TRECHO FORNECIDO:
________________________________________

Pe. Theobald Herke nascera em Oestrich na diocese Limburg, tendo entrado na Ordem logo após os seus estudos humanísticos com apenas 18 anos. Após ter sido consagrado sacerdote em 1893, transferiu-se para o Brasil, terminando os seus estudos na Bahia. Enviado a Rodeio, ali dedicou-se à missão com grande afinco, encontrando porém grandes dificuldades em aprender o italiano. Por essa razão, foi de novo transferido para a Bahia. Ali, pôde então atuar diligentemente como confessor e em missões populares até a sua morte com apenas 29 anos. (op.cit. 151)


Um sacerdote proveniente do Veneto: Pe. Athanasius Piccoli (1843-1905)


Exemplo de entrada para a Ordem franciscana da Província da Saxônia por um sacerdote procedente do Veneto foi o Pe. Athanasius Piccoli. Nascido em Costoza na província de Veneza em 1843, então pertencente à Áustria-Hungria, entrou para a Ordem em Barbarno em 1860. Como os seus pais eram muito pobres, teve a concessão da Santa Sé que trabalhasse por algum tempo como padre secular para possibilitar-lhes viver.

________________________________________

LISTA DE TAREFAS:
a: Responda às perguntas abaixo com base no trecho.
(i) Em que ano Theobald Herke foi consagrado sacerdote?
(ii) Com que idade Theobald Herke morreu?
(iii) Em que ano e em que lugar Athanasius Piccoli entrou para a Ordem?
b: Reproduza, sem alterações, a parte do trecho que começa com as palavras "Pe. Theobald Herke" e termina com "anos. (op.cit. 151)".

DADOS FORNECIDOS:
________________________________________

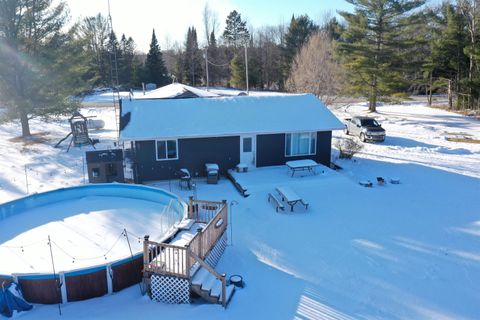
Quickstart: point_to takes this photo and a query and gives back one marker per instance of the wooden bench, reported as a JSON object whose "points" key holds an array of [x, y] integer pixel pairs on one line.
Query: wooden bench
{"points": [[278, 204], [305, 203]]}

________________________________________

RESPOSTAS POR TAREFA:
a:
(i) Em 1893.
(ii) Com apenas 29 anos.
(iii) Em 1860, em Barbarno.

b:
Pe. Theobald Herke nascera em Oestrich na diocese Limburg, tendo entrado na Ordem logo após os seus estudos humanísticos com apenas 18 anos. Após ter sido consagrado sacerdote em 1893, transferiu-se para o Brasil, terminando os seus estudos na Bahia. Enviado a Rodeio, ali dedicou-se à missão com grande afinco, encontrando porém grandes dificuldades em aprender o italiano. Por essa razão, foi de novo transferido para a Bahia. Ali, pôde então atuar diligentemente como confessor e em missões populares até a sua morte com apenas 29 anos. (op.cit. 151)